Business Cases im Wandel - warum häufige Neubewertungen zu erfolgreichen Markteinführungen führen

12 Feb 2024


Blog

Die Einführung neuer Produkte und Dienstleistungen erforderte schon immer eine umfangreiche Planung, Entwicklung und Koordinierung der Markteinführung - aber jetzt müssen Unternehmen solche Projekte intelligenter verwalten. 

Die meisten Unternehmen erstellen detaillierte Business Cases, um diese Projekte zu rechtfertigen und zu steuern. Dabei werden die Marktbedürfnisse, Kosten, Ressourcen und die voraussichtliche Rentabilität bewertet. Diese grundlegenden Analysen müssen jedoch oft über Jahre hinweg überarbeitet werden, während sich die Teams auf die Ausführung konzentrieren. 

Wenn der Tag der Markteinführung endlich gekommen ist, riskieren die Unternehmen, dass ihre sorgfältig ausgearbeiteten Business Cases, die mehrere Jahre zuvor erstellt wurden, nun nicht mehr den drastisch veränderten Marktrealitäten entsprechen.  

Besorgniserregend ist, dass ich bei meiner Beratungstätigkeit immer wieder Zeuge solcher problematischen Szenarien werde - und zwar in zunehmendem Maße, was wahrscheinlich mit dem Tempo des Wandels und den immer schneller werdenden Kundenanforderungen zusammenhängt. 

Ein Kunde hatte sich beispielsweise sorgfältig darauf vorbereitet, ein innovatives Angebot auf drei internationalen Märkten einzuführen. Doch am Vorabend der großen Markteinführung erklärten zwei Zielländer, dass das Produkt ihren Bedürfnissen nicht mehr entsprach, da sich die Kundenpräferenzen geändert hatten. Das ganze Unterfangen wurde plötzlich zu einem kostspieligen Fehltritt - mit Teams, die Energie und Ressourcen verschwendeten - statt zu einer Chance, sich vom Wettbewerb abzuheben.

-------

(ZU LÖSENDE AUFGABEN):
a. Wie viele Zielländer erklärten laut dem Textauszug über Business Cases am Vorabend der Markteinführung, dass das Produkt ihren Bedürfnissen nicht mehr entsprach?
b. Führe den Textauszug über Business Cases weiter, anschließend an seinen letzten Satz.

Auszüge aus Daten zur Ortsbeschriftung
-------

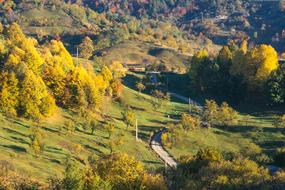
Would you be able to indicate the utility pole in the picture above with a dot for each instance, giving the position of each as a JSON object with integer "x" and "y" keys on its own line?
{"x": 189, "y": 104}
{"x": 137, "y": 133}
{"x": 77, "y": 55}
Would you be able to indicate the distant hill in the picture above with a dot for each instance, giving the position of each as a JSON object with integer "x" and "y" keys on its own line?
{"x": 218, "y": 20}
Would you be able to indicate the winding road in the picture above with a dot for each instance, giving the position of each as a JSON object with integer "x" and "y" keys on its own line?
{"x": 156, "y": 144}
{"x": 157, "y": 147}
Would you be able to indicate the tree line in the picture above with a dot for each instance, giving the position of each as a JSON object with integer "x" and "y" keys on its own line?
{"x": 240, "y": 73}
{"x": 35, "y": 79}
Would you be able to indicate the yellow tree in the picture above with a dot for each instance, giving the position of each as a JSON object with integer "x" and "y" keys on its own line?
{"x": 196, "y": 61}
{"x": 34, "y": 99}
{"x": 86, "y": 48}
{"x": 117, "y": 70}
{"x": 124, "y": 171}
{"x": 61, "y": 56}
{"x": 23, "y": 50}
{"x": 239, "y": 60}
{"x": 9, "y": 92}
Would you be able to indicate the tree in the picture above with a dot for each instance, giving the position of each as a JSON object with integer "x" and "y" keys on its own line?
{"x": 275, "y": 86}
{"x": 34, "y": 99}
{"x": 125, "y": 172}
{"x": 93, "y": 126}
{"x": 9, "y": 92}
{"x": 227, "y": 115}
{"x": 118, "y": 70}
{"x": 158, "y": 99}
{"x": 189, "y": 122}
{"x": 280, "y": 121}
{"x": 37, "y": 144}
{"x": 196, "y": 61}
{"x": 140, "y": 86}
{"x": 129, "y": 118}
{"x": 69, "y": 126}
{"x": 109, "y": 127}
{"x": 86, "y": 48}
{"x": 263, "y": 60}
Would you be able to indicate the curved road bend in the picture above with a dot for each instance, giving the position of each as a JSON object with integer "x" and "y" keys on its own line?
{"x": 156, "y": 144}
{"x": 157, "y": 147}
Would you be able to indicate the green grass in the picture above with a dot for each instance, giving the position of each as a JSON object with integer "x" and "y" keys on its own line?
{"x": 258, "y": 133}
{"x": 136, "y": 52}
{"x": 15, "y": 132}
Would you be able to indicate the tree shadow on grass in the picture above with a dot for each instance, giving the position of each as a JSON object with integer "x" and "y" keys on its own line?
{"x": 15, "y": 148}
{"x": 50, "y": 130}
{"x": 130, "y": 81}
{"x": 98, "y": 152}
{"x": 158, "y": 121}
{"x": 55, "y": 161}
{"x": 15, "y": 132}
{"x": 20, "y": 140}
{"x": 151, "y": 162}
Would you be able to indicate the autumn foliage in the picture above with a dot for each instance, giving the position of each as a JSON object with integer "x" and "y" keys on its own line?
{"x": 36, "y": 78}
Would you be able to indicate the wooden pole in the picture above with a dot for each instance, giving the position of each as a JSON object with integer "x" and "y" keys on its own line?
{"x": 137, "y": 135}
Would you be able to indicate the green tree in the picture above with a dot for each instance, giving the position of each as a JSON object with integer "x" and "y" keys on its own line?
{"x": 109, "y": 127}
{"x": 34, "y": 99}
{"x": 86, "y": 48}
{"x": 140, "y": 86}
{"x": 227, "y": 115}
{"x": 37, "y": 142}
{"x": 9, "y": 93}
{"x": 129, "y": 118}
{"x": 189, "y": 122}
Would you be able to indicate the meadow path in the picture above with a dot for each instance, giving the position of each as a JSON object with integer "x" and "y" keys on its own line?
{"x": 156, "y": 144}
{"x": 157, "y": 147}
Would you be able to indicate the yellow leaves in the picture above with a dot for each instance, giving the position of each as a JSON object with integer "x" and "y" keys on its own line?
{"x": 254, "y": 65}
{"x": 121, "y": 170}
{"x": 263, "y": 60}
{"x": 189, "y": 122}
{"x": 9, "y": 92}
{"x": 117, "y": 70}
{"x": 15, "y": 34}
{"x": 61, "y": 56}
{"x": 34, "y": 99}
{"x": 196, "y": 61}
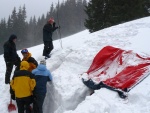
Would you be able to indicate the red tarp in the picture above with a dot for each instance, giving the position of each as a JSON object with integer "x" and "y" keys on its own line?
{"x": 118, "y": 68}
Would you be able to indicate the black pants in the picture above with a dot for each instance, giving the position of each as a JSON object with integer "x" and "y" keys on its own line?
{"x": 24, "y": 104}
{"x": 38, "y": 103}
{"x": 48, "y": 47}
{"x": 9, "y": 68}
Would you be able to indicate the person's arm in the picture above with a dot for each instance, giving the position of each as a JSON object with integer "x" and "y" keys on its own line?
{"x": 50, "y": 75}
{"x": 7, "y": 55}
{"x": 33, "y": 61}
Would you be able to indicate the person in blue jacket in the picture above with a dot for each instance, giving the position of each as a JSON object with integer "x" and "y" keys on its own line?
{"x": 42, "y": 76}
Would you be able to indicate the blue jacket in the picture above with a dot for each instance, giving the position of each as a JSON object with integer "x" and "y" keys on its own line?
{"x": 42, "y": 75}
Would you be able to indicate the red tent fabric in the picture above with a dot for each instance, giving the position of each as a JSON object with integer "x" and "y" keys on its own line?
{"x": 128, "y": 67}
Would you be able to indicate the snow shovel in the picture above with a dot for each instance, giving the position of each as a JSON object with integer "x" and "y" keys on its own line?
{"x": 11, "y": 107}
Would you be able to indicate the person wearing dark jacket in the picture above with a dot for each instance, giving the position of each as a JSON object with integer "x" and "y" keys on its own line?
{"x": 42, "y": 76}
{"x": 23, "y": 84}
{"x": 48, "y": 30}
{"x": 11, "y": 57}
{"x": 28, "y": 57}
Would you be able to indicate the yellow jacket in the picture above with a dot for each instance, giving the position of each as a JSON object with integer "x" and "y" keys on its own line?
{"x": 32, "y": 62}
{"x": 23, "y": 82}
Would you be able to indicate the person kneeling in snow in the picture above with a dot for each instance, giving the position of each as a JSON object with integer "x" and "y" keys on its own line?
{"x": 23, "y": 84}
{"x": 42, "y": 75}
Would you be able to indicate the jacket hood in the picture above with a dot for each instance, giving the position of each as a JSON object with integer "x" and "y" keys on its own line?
{"x": 12, "y": 37}
{"x": 24, "y": 65}
{"x": 41, "y": 67}
{"x": 29, "y": 55}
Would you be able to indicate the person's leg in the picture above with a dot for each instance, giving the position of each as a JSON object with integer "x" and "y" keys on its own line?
{"x": 17, "y": 64}
{"x": 27, "y": 101}
{"x": 46, "y": 48}
{"x": 20, "y": 105}
{"x": 51, "y": 47}
{"x": 39, "y": 103}
{"x": 9, "y": 67}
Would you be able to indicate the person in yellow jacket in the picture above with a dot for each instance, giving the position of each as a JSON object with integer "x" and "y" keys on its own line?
{"x": 23, "y": 84}
{"x": 28, "y": 57}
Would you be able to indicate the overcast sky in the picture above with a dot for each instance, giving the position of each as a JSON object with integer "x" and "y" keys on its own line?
{"x": 33, "y": 7}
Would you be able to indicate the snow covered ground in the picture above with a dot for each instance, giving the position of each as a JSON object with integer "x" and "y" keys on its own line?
{"x": 67, "y": 93}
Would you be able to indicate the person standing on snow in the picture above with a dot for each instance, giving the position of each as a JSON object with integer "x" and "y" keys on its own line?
{"x": 11, "y": 57}
{"x": 42, "y": 76}
{"x": 23, "y": 84}
{"x": 28, "y": 57}
{"x": 48, "y": 30}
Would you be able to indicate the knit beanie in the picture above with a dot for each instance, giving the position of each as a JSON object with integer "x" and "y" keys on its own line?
{"x": 43, "y": 62}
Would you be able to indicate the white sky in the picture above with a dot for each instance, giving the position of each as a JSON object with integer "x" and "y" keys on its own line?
{"x": 33, "y": 7}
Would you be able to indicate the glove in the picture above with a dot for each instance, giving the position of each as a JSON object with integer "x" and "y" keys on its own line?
{"x": 13, "y": 97}
{"x": 54, "y": 24}
{"x": 58, "y": 27}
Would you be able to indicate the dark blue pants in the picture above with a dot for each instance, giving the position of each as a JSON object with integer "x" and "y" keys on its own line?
{"x": 38, "y": 103}
{"x": 48, "y": 47}
{"x": 24, "y": 104}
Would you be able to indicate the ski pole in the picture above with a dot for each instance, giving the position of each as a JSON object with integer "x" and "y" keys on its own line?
{"x": 59, "y": 34}
{"x": 59, "y": 39}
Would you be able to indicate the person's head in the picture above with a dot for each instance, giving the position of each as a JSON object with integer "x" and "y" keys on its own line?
{"x": 51, "y": 21}
{"x": 43, "y": 62}
{"x": 13, "y": 38}
{"x": 24, "y": 65}
{"x": 24, "y": 53}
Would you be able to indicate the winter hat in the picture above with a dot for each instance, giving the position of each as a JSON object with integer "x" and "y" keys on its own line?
{"x": 12, "y": 37}
{"x": 43, "y": 62}
{"x": 51, "y": 20}
{"x": 24, "y": 51}
{"x": 24, "y": 65}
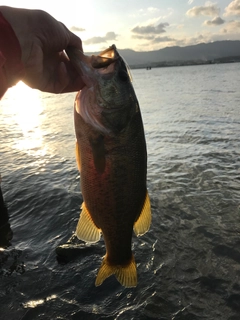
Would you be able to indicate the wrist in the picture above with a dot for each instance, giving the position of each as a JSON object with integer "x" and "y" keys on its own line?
{"x": 12, "y": 67}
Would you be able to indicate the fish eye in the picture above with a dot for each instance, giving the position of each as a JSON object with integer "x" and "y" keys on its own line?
{"x": 123, "y": 75}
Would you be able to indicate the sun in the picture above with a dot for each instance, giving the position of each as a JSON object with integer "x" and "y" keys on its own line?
{"x": 23, "y": 108}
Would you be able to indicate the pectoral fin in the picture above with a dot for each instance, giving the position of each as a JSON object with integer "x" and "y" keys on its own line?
{"x": 126, "y": 275}
{"x": 142, "y": 224}
{"x": 86, "y": 229}
{"x": 77, "y": 152}
{"x": 98, "y": 151}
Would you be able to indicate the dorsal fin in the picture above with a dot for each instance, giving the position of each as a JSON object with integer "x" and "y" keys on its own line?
{"x": 86, "y": 228}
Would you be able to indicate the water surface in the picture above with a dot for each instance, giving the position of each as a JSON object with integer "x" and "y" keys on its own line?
{"x": 188, "y": 263}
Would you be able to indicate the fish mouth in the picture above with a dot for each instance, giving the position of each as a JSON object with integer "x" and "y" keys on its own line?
{"x": 105, "y": 58}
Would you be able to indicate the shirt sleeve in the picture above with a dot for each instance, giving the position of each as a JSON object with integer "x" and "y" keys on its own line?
{"x": 11, "y": 67}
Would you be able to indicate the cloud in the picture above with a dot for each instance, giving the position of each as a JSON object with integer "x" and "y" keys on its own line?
{"x": 231, "y": 27}
{"x": 233, "y": 9}
{"x": 94, "y": 40}
{"x": 214, "y": 22}
{"x": 77, "y": 29}
{"x": 163, "y": 39}
{"x": 150, "y": 29}
{"x": 207, "y": 10}
{"x": 152, "y": 9}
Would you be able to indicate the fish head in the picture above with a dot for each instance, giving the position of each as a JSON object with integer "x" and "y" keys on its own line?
{"x": 108, "y": 101}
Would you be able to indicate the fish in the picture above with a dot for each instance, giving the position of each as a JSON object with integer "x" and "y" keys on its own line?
{"x": 111, "y": 156}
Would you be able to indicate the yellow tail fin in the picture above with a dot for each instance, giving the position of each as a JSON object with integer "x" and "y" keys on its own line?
{"x": 126, "y": 275}
{"x": 142, "y": 225}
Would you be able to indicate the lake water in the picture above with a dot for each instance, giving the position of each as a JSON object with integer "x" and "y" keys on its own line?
{"x": 189, "y": 261}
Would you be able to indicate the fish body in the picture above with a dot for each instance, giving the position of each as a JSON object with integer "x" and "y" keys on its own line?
{"x": 112, "y": 160}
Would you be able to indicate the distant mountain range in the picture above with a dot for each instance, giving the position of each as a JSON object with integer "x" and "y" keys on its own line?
{"x": 196, "y": 54}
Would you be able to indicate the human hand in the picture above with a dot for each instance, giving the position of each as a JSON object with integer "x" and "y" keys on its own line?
{"x": 43, "y": 40}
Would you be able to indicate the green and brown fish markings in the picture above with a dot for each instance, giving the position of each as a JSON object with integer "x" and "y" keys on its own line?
{"x": 112, "y": 160}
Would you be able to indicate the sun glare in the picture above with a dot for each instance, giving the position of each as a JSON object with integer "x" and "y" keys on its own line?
{"x": 24, "y": 111}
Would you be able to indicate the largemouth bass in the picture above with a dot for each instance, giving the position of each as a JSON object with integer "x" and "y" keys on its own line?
{"x": 112, "y": 160}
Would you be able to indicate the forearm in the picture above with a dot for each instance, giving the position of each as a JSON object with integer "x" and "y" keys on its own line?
{"x": 11, "y": 67}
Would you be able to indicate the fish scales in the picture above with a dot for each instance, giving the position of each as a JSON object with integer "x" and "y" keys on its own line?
{"x": 112, "y": 159}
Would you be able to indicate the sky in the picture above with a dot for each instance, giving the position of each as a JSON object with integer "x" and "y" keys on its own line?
{"x": 143, "y": 25}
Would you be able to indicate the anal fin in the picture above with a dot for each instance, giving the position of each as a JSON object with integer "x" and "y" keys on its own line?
{"x": 142, "y": 224}
{"x": 77, "y": 154}
{"x": 86, "y": 229}
{"x": 126, "y": 275}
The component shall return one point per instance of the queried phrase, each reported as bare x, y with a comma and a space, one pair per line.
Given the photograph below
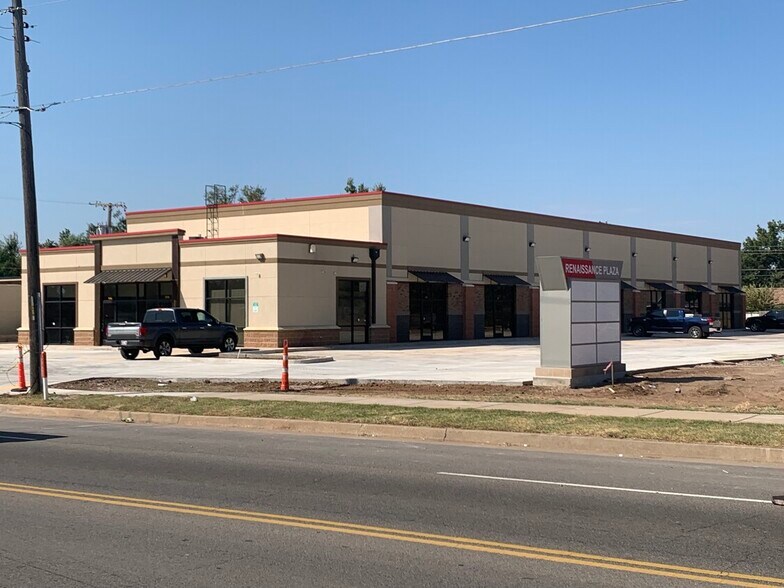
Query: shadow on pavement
16, 437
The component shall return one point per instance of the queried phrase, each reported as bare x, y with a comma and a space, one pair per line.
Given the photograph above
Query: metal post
22, 381
28, 188
44, 376
284, 378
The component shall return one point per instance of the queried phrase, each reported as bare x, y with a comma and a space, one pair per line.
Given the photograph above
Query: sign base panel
578, 377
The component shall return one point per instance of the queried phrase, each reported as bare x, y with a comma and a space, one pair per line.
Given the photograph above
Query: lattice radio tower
214, 195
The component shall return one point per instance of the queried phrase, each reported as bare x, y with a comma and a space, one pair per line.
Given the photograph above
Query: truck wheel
695, 332
163, 348
228, 344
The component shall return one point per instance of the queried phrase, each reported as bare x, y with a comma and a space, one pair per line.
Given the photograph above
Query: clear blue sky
669, 118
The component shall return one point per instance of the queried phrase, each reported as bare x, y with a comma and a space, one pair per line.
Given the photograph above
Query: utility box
580, 321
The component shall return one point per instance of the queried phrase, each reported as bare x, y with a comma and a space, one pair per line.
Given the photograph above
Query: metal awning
130, 276
507, 280
435, 277
732, 290
699, 288
663, 286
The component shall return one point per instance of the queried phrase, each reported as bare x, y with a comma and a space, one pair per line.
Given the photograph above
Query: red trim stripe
262, 203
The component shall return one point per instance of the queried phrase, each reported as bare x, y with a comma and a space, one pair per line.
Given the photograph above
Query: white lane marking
610, 488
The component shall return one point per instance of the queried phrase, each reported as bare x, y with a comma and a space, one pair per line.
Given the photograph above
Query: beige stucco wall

-------

(ANTWORTEN):
a. Zwei Zielländer.

b.
Leider sind solche Geschichten nur allzu alltäglich. Meiner Erfahrung nach überprüfen und aktualisieren nur wenige Unternehmen ihre Business Cases für neue Produkte häufig genug, um sicherzustellen, dass die Einführungsaktivitäten gerechtfertigt und relevant bleiben. Diese kontinuierliche, regelmäßige Neubewertung ist die geheime Zutat für eine erfolgreiche Markteinführung, die das Wachstum des Portfolios fördert. Aus diesem Grund empfiehlt Oliver Wight eine häufige Kadenz, um die Gültigkeit von Projekten zu überprüfen und sie als lebende Dokumente und nicht als fertigen Entwurf zu behandeln.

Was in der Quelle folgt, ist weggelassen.